>>>>

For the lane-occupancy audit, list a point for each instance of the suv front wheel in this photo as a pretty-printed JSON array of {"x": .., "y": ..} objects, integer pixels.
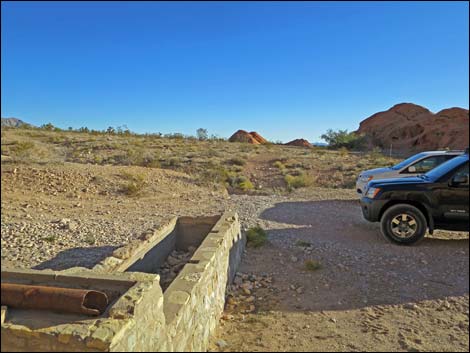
[{"x": 403, "y": 224}]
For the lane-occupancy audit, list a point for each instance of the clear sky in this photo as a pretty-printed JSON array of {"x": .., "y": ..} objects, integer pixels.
[{"x": 284, "y": 69}]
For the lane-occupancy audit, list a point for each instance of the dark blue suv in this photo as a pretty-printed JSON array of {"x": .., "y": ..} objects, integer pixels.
[{"x": 408, "y": 207}]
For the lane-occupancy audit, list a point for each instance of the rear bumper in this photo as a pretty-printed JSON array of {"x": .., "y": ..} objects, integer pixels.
[{"x": 371, "y": 208}]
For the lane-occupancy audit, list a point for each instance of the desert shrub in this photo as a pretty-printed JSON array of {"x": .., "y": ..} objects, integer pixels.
[
  {"x": 298, "y": 181},
  {"x": 256, "y": 237},
  {"x": 279, "y": 165},
  {"x": 238, "y": 181},
  {"x": 245, "y": 184},
  {"x": 343, "y": 138},
  {"x": 312, "y": 265},
  {"x": 202, "y": 134},
  {"x": 151, "y": 160},
  {"x": 236, "y": 161},
  {"x": 303, "y": 244},
  {"x": 343, "y": 152},
  {"x": 23, "y": 149},
  {"x": 134, "y": 185}
]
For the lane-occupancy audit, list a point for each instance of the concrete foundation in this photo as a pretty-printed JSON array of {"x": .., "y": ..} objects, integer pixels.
[{"x": 140, "y": 317}]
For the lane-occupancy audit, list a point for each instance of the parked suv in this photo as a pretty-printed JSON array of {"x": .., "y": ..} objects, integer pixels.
[
  {"x": 408, "y": 207},
  {"x": 415, "y": 165}
]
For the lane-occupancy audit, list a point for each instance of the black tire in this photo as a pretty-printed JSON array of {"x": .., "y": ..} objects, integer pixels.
[{"x": 411, "y": 227}]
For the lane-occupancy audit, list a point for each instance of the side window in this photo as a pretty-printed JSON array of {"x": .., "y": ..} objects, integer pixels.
[
  {"x": 425, "y": 165},
  {"x": 464, "y": 171}
]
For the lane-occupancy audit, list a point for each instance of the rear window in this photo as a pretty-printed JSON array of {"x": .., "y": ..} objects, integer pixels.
[{"x": 446, "y": 167}]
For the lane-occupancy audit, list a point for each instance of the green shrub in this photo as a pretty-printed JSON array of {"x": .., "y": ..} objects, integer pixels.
[
  {"x": 279, "y": 165},
  {"x": 236, "y": 161},
  {"x": 135, "y": 184},
  {"x": 303, "y": 244},
  {"x": 343, "y": 138},
  {"x": 256, "y": 237},
  {"x": 312, "y": 265},
  {"x": 298, "y": 181}
]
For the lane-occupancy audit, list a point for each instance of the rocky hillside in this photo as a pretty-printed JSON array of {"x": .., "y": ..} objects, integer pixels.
[
  {"x": 411, "y": 128},
  {"x": 248, "y": 137},
  {"x": 13, "y": 122}
]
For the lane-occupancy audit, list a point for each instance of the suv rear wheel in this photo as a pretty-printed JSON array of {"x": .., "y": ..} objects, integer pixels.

<<<<

## The exercise
Arrange every entry above as a numbered list with no blank lines, and omit the pictures.

## Answer to the problem
1. For the lane-occupancy audit, list a point for each instance of the suv front wheel in this photo as a pretty-printed JSON array of {"x": .., "y": ..} objects, integer pixels.
2. [{"x": 403, "y": 224}]
3. For the lane-occupancy audit, list a point for each instance of the clear sky in this photo as a pretty-printed JSON array of {"x": .., "y": ..} objects, integer pixels.
4. [{"x": 284, "y": 69}]
5. For the lane-occupancy audit, list a point for each instance of the dark blue suv in this photo as a pretty-printed JSON array of {"x": .., "y": ..} objects, integer pixels.
6. [{"x": 408, "y": 207}]
7. For the lane-occupancy audit, list a point for each instance of the rear bumper in this photo as a pretty-printed JSON array of {"x": .., "y": ..} objects, integer pixels.
8. [{"x": 371, "y": 208}]
9. For the lane-occupancy audit, list a point for each instance of the desert shrub in this photo as a pretty-printed JSON array of {"x": .., "y": ..} objects, integer pixels.
10. [
11.   {"x": 298, "y": 181},
12.   {"x": 256, "y": 237},
13.   {"x": 279, "y": 165},
14.   {"x": 238, "y": 181},
15.   {"x": 245, "y": 184},
16.   {"x": 343, "y": 138},
17.   {"x": 312, "y": 265},
18.   {"x": 202, "y": 134},
19.   {"x": 151, "y": 160},
20.   {"x": 236, "y": 161},
21.   {"x": 303, "y": 244},
22.   {"x": 343, "y": 152},
23.   {"x": 23, "y": 149},
24.   {"x": 134, "y": 185}
25. ]
26. For the lane-occupancy audit, list a point for each instance of the concrete foundation in this photo as a pretty-printed JSON array of {"x": .., "y": ..} objects, integer pixels.
27. [{"x": 140, "y": 317}]
28. For the lane-occupancy audit, list a point for each instance of the parked suv in this photo as a pretty-printed JSON array of {"x": .., "y": ..} objects, integer pixels.
29. [
30.   {"x": 408, "y": 207},
31.   {"x": 415, "y": 165}
32. ]
33. For the lane-occupancy audit, list a point for each instance of the black tire in this photo as a pretty-printed JSON array of {"x": .., "y": ..} objects, integer pixels.
34. [{"x": 411, "y": 227}]
35. For the lane-occupancy audit, list a point for each instance of the side window in this photo as a pretty-printed JSON array of {"x": .., "y": ..} objects, integer pixels.
36. [
37.   {"x": 425, "y": 165},
38.   {"x": 464, "y": 171}
39. ]
40. For the lane-occupancy audit, list a point for each instance of the rear window in this photo as a pretty-printed JSON array of {"x": .., "y": ..} objects, integer pixels.
41. [{"x": 446, "y": 167}]
42. For the lane-occupancy audit, list a point for each instance of the green shrub in this photo as a pretty-printed JSON array of {"x": .., "y": ..} objects, integer pixels.
43. [
44.   {"x": 279, "y": 165},
45.   {"x": 236, "y": 161},
46.   {"x": 135, "y": 184},
47.   {"x": 303, "y": 244},
48.   {"x": 343, "y": 138},
49.   {"x": 256, "y": 237},
50.   {"x": 312, "y": 265},
51.   {"x": 298, "y": 181}
52. ]
53. For the lane-occupancy audit, list a point for each instance of the rocky hillside in this photo as a pretty-printed JSON array of {"x": .., "y": ..} objects, integer pixels.
54. [
55.   {"x": 411, "y": 128},
56.   {"x": 248, "y": 137},
57.   {"x": 13, "y": 122}
58. ]
59. For the lane-occupancy audit, list a point for each instance of the suv rear wheel in this photo as a pretty-printed JSON array of {"x": .., "y": ..} objects, integer pixels.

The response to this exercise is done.